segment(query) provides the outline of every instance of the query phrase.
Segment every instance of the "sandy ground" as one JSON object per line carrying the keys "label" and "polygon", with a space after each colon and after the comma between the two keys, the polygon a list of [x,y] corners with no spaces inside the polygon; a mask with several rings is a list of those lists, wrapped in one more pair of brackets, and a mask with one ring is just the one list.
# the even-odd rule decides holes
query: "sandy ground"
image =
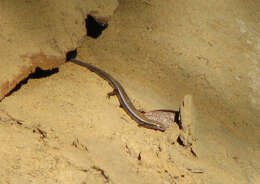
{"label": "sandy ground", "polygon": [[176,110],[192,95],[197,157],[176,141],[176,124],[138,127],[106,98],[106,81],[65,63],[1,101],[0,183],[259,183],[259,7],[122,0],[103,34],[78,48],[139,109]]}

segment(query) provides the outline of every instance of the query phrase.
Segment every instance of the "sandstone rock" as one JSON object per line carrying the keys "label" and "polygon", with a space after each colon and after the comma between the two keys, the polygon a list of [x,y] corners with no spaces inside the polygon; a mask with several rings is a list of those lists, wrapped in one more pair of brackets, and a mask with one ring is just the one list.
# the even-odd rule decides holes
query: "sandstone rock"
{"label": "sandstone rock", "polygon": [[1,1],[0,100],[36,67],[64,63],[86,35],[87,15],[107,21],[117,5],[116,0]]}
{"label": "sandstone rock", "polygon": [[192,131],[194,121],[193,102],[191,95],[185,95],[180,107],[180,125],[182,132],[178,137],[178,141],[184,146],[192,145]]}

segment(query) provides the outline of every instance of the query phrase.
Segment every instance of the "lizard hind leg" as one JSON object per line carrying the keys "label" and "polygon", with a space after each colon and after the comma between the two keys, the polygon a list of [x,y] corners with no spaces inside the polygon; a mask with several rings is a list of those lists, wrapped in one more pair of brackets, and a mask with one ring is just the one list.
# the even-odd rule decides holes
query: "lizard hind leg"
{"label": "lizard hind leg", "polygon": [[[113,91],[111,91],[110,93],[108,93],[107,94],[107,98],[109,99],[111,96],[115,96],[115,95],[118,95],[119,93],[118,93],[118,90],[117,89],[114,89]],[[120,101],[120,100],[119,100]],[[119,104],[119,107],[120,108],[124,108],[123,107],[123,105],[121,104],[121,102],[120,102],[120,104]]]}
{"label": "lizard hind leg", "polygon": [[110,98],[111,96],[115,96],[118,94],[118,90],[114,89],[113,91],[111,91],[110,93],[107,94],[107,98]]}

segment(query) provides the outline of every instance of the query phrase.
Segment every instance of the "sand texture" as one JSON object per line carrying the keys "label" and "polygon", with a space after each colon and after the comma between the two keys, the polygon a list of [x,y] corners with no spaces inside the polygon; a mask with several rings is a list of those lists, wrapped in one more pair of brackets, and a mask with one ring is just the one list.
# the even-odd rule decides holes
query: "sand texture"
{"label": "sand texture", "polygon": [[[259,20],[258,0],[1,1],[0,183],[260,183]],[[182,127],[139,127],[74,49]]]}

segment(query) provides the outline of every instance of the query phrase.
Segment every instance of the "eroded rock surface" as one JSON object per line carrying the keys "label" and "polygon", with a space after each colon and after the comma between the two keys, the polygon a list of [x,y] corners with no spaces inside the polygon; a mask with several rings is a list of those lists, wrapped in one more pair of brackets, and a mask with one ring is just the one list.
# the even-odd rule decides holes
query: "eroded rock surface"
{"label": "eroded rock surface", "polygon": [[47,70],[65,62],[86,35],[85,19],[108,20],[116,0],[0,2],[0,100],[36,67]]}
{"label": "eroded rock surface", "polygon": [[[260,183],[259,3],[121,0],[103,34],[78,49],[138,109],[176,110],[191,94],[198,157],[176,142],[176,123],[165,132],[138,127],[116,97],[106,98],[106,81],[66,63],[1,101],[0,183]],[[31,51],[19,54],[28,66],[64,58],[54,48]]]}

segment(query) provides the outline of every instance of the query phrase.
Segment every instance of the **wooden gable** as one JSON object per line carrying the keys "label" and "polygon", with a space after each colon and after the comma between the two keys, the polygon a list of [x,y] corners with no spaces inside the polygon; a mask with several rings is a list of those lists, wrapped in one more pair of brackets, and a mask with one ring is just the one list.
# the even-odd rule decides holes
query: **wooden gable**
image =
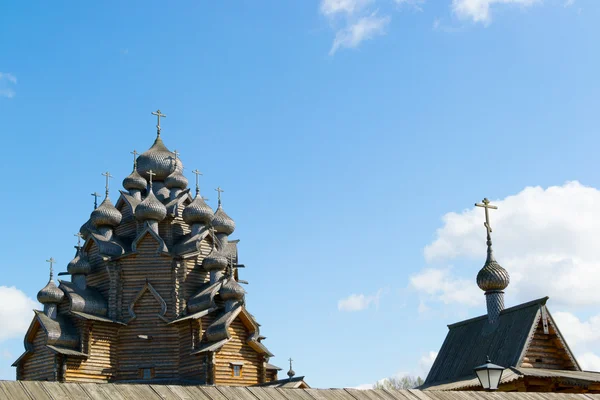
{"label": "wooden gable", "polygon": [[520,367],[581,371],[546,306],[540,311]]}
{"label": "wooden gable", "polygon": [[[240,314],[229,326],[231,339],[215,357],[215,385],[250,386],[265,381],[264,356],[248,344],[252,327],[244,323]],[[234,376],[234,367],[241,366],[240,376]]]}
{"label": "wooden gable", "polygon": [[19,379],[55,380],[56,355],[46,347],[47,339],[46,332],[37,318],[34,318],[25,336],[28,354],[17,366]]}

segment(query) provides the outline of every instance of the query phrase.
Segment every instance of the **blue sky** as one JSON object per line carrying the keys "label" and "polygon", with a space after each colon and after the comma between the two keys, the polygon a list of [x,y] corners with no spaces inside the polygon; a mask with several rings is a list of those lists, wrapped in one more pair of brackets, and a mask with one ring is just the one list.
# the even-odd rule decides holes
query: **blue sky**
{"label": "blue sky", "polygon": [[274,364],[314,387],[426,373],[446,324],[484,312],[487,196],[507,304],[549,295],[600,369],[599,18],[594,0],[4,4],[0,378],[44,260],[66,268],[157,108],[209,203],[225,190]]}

WHAT THE EXERCISE ASKS:
The records above need retyping in full. Omit the pictures, and change nothing else.

ANSWER TO THIS PROBLEM:
segment(query) provides the outline of every instance of the query phrase.
Segment every instance of the "sandy ground" as one JSON object per line carrying the keys "label" and "polygon", with a space after each colon and after the comma between the two keys, the polygon a list of [x,y] corners with no spaces inside the polygon; a mask with several rings is a list of those lists, wrapped in one more pair of brackets, and a mask with one ring is just the one list.
# the even-odd rule decides holes
query: "sandy ground"
image =
{"label": "sandy ground", "polygon": [[176,110],[192,95],[197,157],[176,141],[176,124],[138,127],[106,98],[106,81],[65,63],[1,101],[0,183],[259,183],[259,7],[122,0],[103,34],[78,48],[139,109]]}

segment(query) provides the outline of every instance of the query phrase.
Segment every instance of the "sandstone rock" as one JSON object per line carrying the keys "label" and "polygon", with a space after each colon and after the comma between the two keys, the polygon a list of [x,y] corners with no spaces inside the polygon; a mask with several rings is a list of those lists, wrapped in one more pair of brackets, and a mask with one ring is just the one list.
# the even-odd rule decides holes
query: "sandstone rock"
{"label": "sandstone rock", "polygon": [[1,1],[0,100],[36,67],[64,63],[86,35],[87,15],[107,21],[117,5],[116,0]]}
{"label": "sandstone rock", "polygon": [[192,131],[194,121],[193,102],[191,95],[185,95],[180,107],[180,125],[182,132],[178,137],[178,141],[184,146],[192,145]]}

segment(query) provides the outline of every instance of the query phrase.
Segment every instance of the "lizard hind leg" as one JSON object per line carrying the keys "label" and "polygon", with a space after each colon and after the comma between the two keys, the polygon a list of [x,y] corners with no spaces inside the polygon; a mask with several rings is a list of those lists, wrapped in one more pair of brackets, and a mask with one ring is just the one list.
# the even-odd rule decides holes
query: "lizard hind leg"
{"label": "lizard hind leg", "polygon": [[[113,91],[111,91],[110,93],[108,93],[107,94],[107,98],[109,99],[111,96],[115,96],[115,95],[118,95],[119,93],[118,93],[118,90],[117,89],[114,89]],[[120,101],[120,100],[119,100]],[[119,104],[119,107],[120,108],[124,108],[123,107],[123,105],[121,104],[121,102],[120,102],[120,104]]]}
{"label": "lizard hind leg", "polygon": [[110,98],[111,96],[115,96],[118,94],[118,90],[114,89],[113,91],[111,91],[110,93],[107,94],[107,98]]}

segment(query) provides the outline of every instance of the query phrase.
Segment every instance of the "sand texture" as one JSON object per line carrying the keys "label" and "polygon", with a space after each colon and after the comma between the two keys, the polygon a list of [x,y] corners with no spaces inside the polygon; a mask with several rings is a list of those lists, wrapped in one more pair of brackets, and a mask with one ring is just the one list.
# the even-odd rule decides holes
query: "sand texture"
{"label": "sand texture", "polygon": [[[259,20],[258,0],[1,1],[0,183],[260,183]],[[182,127],[139,127],[74,49]]]}

segment(query) provides the outline of every instance of the query phrase.
Segment every instance of the "eroded rock surface" as one JSON object per line carrying the keys "label" and "polygon", with a space after each colon and after the comma between the two keys, the polygon a list of [x,y] corners with no spaces inside the polygon; a mask with several rings is a list of those lists, wrapped in one more pair of brackets, and a mask with one ring is just the one list.
# the even-odd rule decides holes
query: "eroded rock surface"
{"label": "eroded rock surface", "polygon": [[47,70],[65,62],[86,35],[85,19],[108,20],[116,0],[0,2],[0,100],[36,67]]}
{"label": "eroded rock surface", "polygon": [[[260,183],[259,3],[121,0],[103,34],[78,49],[138,109],[176,110],[191,94],[198,157],[176,142],[176,123],[165,132],[138,127],[116,97],[106,98],[106,81],[66,63],[1,101],[0,183]],[[31,51],[19,54],[28,66],[64,58],[54,48]]]}

segment(query) provides the outline of every instance of the query phrase.
Segment every instance of the **wooden gable** as one JSON object per line carrying the keys "label" and "polygon", with a space after each colon and after the comma between the two keys, the polygon a list of [x,y] corners with no spaces inside the polygon; a mask with several rings is a list of those lists, wrapped in one more pair of brackets, and a mask with one ring is just the one list.
# the even-odd rule decides holes
query: **wooden gable**
image =
{"label": "wooden gable", "polygon": [[520,367],[581,371],[546,306],[540,311]]}
{"label": "wooden gable", "polygon": [[[240,314],[229,326],[231,339],[215,357],[215,385],[250,386],[265,381],[264,356],[248,344],[252,327],[244,323]],[[234,376],[234,367],[241,366],[240,376]]]}
{"label": "wooden gable", "polygon": [[19,379],[55,380],[56,355],[46,347],[47,339],[46,332],[37,318],[34,318],[25,336],[28,354],[17,366]]}

segment(query) provides the outline of every instance of the query phrase.
Segment every instance of the **blue sky** as one JSON object per line carrying the keys "label" and "polygon", with a space after each colon and after the comma between the two keys, the polygon a list of [x,y] corners with no spaces inside the polygon; a mask with several rings is a list of those lists, wrapped in one more pair of brackets, and a mask with one ring is just the one list.
# the even-odd rule decides holes
query: **blue sky**
{"label": "blue sky", "polygon": [[274,364],[314,387],[426,373],[446,324],[484,312],[487,196],[507,304],[549,295],[600,369],[599,18],[594,0],[4,4],[0,378],[44,260],[66,268],[157,108],[209,203],[225,190]]}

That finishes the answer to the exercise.